== Estratto
RADICI: La storia locale fra valorizzazione e obbligo scolastico
Creato il 29 luglio 2012 da Natale Zappalà
La
situazione complessivamente deleteria in cui versa il patrimonio
storico-culturale – beni, reperti, tradizioni ataviche, paesaggi e
quant'altro abbia a che fare con il concetto di “radici” –
della provincia di Reggio Calabria, sia in termini di tutela che di
fruizione, impone, con buona pace delle tante chiacchiere al vento
puntualmente almanaccate dai “predicatori” di turno, una
soluzione radicale e definitiva.
Nel corso
degli ultimi decenni, gli enti preposti – amministrazioni
regionali, provinciali o comunali, sovrintendenze – hanno alternato
risoluzioni positive a direttive a dir poco scellerate. Le
responsabilità oggettive della “sovrastruttura” non si
discutono, senza tuttavia dimenticare le ben più gravi colpe che
ricadono sui cittadini, spesso incapaci di supportare o controllare
l'operato dei propri rappresentanti.
====
== Voci elencate
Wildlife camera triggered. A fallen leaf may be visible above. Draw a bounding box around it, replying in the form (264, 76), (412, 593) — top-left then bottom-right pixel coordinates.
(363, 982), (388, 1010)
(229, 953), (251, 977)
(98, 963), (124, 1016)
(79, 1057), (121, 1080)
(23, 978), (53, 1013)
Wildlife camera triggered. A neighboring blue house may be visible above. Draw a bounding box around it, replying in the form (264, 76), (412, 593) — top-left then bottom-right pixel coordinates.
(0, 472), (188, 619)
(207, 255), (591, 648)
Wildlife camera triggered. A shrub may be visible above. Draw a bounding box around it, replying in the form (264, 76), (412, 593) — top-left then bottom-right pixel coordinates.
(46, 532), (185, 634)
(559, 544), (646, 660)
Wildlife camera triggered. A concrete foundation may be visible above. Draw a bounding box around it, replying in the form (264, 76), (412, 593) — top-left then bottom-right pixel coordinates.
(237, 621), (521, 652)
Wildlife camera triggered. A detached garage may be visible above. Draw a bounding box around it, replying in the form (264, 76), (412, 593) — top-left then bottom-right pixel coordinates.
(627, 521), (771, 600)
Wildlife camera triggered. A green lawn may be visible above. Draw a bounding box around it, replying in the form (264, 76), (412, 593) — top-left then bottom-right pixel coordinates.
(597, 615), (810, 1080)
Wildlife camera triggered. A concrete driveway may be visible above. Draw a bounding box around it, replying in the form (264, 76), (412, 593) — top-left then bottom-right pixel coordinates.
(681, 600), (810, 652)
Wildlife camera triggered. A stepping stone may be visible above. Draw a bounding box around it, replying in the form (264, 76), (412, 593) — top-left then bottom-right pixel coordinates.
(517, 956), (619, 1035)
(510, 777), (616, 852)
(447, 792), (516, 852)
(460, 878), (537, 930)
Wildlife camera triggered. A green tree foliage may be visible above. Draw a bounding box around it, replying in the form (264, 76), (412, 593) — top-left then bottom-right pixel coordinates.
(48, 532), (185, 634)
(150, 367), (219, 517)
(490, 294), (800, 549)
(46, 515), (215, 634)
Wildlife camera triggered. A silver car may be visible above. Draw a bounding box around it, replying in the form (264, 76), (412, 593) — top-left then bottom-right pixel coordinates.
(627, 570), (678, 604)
====
Compiti richiesti:
1: Rispondi a queste domande sull'estratto, una per riga:
(a) In che data è stato creato?
(b) Di quale provincia parla?
(c) Quali enti preposti vengono indicati?
2: Riscrivi come elenco puntato il paragrafo dell'estratto che comincia con "Nel corso degli ultimi decenni", mantenendo i fatti principali.

Risposte corrette:
1:
(a) Il 29 luglio 2012.
(b) La provincia di Reggio Calabria.
(c) Le amministrazioni regionali, provinciali o comunali e le sovrintendenze.

2:
- Negli ultimi decenni gli enti preposti (amministrazioni regionali, provinciali o comunali e sovrintendenze) hanno alternato decisioni positive e direttive scellerate.
- Le responsabilità della "sovrastruttura" sono indiscutibili.
- Colpe ancora più gravi ricadono però sui cittadini, spesso incapaci di sostenere o controllare l'operato dei propri rappresentanti.